## WORK ITEM A
Quote the passage of the student benefit news report that starts with "Trudeau first introduced" and goes on through "Trudeau previously announced.".
## WORK ITEM B
Write what comes next in the news report on the Canada Emergency Student Benefit, picking up after its final sentence.

## TEXT PASSAGE
-- -- --
Legislation to help young Canadians will be presented in Parliament today (Wed). Prime Minister Justin Trudeau says his government will introduce a bill to put the $9 billion Canada Emergency Student Benefit in place.
Trudeau was asked if the other opposition parties approved the plan? “I’m quite confident, even if the discussions continue with the parties, we must help students and I’m confident that will work.”
Trudeau first introduced the Canada Emergency Student Benefit last week. The proposed program would provide students $1,250 per month from May to August (retroactive to May 1st). That will go up to $1,750 if the student is taking care of someone or if they have a disability. Students will be eligible even if they make $1,000 per month at a part time job.
Trudeau says students, helping in the fight against COVID-19 this summer, will soon be eligible for the grant. “If you can’t find a job this summer, but want to contribute in the fight against COVID-19, we’re going to make sure that you have support, too,” said Trudeau.
The Prime Minister spoke about extending scholarships and fellowships to graduate students and those conducting research. He also talked about doubling students grants for 2020/2021 – something Trudeau previously announced.
Wednesday’s news conference was brief as MP’s get set for today’s House of Commons sitting. The Prime Minister was asked about a few other pressing issues, including Canada’s meat plants. This comes on the heels of what happened south of the border.
-- -- --
## Data items
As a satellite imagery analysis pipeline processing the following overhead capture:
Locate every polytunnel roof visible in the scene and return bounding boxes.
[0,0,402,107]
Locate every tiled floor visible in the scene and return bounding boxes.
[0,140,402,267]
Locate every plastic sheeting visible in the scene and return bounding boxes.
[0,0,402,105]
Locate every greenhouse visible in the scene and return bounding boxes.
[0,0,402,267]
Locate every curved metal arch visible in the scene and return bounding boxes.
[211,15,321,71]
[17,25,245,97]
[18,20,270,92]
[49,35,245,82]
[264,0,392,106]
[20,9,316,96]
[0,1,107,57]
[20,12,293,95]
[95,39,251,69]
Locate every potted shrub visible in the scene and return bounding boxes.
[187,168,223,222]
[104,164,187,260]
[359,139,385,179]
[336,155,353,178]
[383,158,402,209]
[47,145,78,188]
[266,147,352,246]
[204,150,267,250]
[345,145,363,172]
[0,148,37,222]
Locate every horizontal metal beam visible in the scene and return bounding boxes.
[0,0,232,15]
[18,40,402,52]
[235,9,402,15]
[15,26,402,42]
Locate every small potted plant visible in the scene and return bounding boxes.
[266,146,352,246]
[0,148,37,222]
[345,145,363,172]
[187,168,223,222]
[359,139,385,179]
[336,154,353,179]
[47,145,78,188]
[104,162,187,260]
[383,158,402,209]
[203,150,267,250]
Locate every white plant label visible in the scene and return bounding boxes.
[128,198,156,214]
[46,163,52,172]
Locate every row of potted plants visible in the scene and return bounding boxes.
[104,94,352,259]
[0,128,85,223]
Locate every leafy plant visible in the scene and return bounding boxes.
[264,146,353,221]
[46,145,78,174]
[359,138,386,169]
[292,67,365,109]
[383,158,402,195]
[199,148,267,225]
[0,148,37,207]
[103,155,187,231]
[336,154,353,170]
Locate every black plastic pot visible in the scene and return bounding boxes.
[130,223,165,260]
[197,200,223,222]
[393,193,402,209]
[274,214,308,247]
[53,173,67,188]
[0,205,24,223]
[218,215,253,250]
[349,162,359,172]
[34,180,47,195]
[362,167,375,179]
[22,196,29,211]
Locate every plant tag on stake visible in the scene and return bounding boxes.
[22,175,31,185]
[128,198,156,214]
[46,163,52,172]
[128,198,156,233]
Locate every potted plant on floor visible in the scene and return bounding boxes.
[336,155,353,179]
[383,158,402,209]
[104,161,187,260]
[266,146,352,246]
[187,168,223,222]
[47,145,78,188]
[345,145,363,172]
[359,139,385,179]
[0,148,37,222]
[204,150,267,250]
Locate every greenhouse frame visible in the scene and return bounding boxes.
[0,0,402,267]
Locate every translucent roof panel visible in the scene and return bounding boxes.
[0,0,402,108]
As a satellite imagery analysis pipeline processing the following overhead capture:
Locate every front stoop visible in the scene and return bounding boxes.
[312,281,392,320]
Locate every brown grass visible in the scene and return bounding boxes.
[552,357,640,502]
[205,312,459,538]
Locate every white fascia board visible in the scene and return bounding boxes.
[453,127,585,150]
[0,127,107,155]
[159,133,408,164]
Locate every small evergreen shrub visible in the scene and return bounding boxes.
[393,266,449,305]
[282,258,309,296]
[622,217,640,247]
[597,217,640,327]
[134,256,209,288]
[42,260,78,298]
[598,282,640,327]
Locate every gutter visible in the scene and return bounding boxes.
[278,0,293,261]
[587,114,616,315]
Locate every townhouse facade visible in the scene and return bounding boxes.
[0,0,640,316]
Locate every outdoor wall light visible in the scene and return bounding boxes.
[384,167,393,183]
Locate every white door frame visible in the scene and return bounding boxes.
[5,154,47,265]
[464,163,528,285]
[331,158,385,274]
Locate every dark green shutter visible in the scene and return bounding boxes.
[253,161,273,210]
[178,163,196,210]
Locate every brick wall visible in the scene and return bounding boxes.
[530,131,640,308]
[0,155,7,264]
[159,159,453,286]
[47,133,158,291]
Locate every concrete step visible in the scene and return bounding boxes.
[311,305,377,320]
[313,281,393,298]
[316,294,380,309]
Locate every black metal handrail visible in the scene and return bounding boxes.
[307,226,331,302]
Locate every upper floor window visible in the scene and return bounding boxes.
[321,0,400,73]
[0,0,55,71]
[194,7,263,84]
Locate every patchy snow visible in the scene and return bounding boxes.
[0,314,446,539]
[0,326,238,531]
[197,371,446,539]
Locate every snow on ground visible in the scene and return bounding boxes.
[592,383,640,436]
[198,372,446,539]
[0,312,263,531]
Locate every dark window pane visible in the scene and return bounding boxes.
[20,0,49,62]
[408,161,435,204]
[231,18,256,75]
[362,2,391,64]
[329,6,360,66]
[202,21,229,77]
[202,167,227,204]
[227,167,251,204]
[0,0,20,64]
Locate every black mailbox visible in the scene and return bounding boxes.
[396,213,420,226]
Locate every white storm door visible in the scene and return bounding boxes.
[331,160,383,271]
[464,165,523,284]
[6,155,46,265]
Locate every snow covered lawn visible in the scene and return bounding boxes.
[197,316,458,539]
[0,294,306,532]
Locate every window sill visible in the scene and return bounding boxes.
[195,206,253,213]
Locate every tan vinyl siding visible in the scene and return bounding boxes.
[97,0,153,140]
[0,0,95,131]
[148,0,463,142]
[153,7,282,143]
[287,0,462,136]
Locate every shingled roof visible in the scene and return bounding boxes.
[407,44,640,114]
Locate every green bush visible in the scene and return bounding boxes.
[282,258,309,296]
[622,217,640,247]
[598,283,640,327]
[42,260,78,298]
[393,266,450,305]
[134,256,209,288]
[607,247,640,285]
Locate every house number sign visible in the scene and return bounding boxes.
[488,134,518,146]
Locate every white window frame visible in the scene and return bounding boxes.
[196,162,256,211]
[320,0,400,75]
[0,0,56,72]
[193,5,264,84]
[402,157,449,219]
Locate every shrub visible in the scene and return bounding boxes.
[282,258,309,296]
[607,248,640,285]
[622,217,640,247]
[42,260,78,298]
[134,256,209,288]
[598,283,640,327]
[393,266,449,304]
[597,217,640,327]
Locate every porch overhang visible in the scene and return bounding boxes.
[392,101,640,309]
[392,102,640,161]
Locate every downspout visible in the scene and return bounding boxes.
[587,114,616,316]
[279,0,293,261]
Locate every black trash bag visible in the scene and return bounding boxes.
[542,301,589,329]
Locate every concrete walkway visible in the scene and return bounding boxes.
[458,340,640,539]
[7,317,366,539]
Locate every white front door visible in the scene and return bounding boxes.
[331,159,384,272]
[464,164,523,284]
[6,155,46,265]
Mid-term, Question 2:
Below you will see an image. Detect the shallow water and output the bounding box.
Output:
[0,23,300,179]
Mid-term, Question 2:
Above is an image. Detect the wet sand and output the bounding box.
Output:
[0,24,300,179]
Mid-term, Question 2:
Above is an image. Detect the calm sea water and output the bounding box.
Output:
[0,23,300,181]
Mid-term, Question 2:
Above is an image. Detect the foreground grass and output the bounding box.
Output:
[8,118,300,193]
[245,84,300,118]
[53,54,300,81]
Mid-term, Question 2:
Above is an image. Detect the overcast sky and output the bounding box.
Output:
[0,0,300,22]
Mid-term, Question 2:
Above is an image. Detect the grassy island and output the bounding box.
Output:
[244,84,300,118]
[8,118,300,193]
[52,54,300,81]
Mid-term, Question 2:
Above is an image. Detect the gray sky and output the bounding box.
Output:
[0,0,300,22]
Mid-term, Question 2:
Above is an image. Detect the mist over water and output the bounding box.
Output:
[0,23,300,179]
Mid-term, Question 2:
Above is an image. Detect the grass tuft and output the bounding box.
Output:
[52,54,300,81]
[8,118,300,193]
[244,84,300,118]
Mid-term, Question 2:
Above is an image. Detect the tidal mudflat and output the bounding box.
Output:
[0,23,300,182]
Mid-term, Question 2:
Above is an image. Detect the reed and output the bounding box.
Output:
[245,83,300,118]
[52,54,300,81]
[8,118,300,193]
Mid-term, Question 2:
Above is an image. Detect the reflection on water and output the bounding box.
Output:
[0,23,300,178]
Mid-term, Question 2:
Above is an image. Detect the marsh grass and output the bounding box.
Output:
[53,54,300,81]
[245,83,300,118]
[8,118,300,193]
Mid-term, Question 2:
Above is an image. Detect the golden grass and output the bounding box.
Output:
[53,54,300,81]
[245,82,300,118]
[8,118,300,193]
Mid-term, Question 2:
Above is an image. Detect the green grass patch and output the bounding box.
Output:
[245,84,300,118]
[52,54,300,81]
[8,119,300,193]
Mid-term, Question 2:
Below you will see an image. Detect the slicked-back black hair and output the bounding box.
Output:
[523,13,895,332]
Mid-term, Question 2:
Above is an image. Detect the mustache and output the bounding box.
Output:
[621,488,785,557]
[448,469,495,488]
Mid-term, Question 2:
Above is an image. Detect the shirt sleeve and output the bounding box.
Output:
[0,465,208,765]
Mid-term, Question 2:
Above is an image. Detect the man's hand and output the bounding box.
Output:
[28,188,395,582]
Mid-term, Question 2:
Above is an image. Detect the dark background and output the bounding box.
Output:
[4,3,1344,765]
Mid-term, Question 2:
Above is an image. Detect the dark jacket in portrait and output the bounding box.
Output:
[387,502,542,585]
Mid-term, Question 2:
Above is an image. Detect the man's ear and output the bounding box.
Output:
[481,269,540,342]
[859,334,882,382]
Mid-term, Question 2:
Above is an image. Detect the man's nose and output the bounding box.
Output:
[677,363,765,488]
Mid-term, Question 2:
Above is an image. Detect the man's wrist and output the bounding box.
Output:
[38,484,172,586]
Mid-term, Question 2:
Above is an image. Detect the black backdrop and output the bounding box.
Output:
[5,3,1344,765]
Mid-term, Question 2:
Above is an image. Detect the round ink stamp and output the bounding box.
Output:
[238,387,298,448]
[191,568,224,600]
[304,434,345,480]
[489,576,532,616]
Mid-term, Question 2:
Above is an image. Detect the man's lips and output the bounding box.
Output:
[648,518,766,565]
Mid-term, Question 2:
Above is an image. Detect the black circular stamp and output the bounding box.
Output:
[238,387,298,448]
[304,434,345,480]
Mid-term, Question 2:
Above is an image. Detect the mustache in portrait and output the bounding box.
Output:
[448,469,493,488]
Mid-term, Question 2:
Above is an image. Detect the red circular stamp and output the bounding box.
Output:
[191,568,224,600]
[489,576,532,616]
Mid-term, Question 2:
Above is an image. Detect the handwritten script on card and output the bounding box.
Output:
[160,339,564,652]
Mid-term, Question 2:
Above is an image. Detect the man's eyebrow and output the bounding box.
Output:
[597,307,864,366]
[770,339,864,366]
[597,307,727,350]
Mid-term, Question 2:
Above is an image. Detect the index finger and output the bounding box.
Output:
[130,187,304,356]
-- -- --
## TASK ANSWER A
Trudeau first introduced the Canada Emergency Student Benefit last week. The proposed program would provide students $1,250 per month from May to August (retroactive to May 1st). That will go up to $1,750 if the student is taking care of someone or if they have a disability. Students will be eligible even if they make $1,000 per month at a part time job.
Trudeau says students, helping in the fight against COVID-19 this summer, will soon be eligible for the grant. “If you can’t find a job this summer, but want to contribute in the fight against COVID-19, we’re going to make sure that you have support, too,” said Trudeau.
The Prime Minister spoke about extending scholarships and fellowships to graduate students and those conducting research. He also talked about doubling students grants for 2020/2021 – something Trudeau previously announced.

## TASK ANSWER B
While Trudeau had previously said he doesn’t expect a domestic shortage, the price of meat could go up. He said that after a very large processing plant in Alberta shut itself down following a COVID-19 outbreak.
“We are not, at this point, anticipating shortages of beef, but prices might go up. We will, of course, be monitoring that very, very carefully,” said Trudeau.
Will Canada mandate meat plants stay open?
US President Donald Trump signed an executive order Tuesday under the Defense Production Act to compel meat processing plants to remain open amid the pandemic.
The Prime Minister was asked today if Canada is also considering mandating meat plants to stay open? Trudeau said the government has to continue to make sure supply chains keep functioning, “but that workers are kept safe.”
“Agricultural Canada is very much on this issue. We need to stay vigilant because of the disruptions in many sectors of our economy,” said Trudeau.
“The preoccupation and the challenges we’re facing isn’t around the safety of the food we produce but the workers in those plants because of COVID-19, and that requires a little more work and little more coordination,” added Trudeau.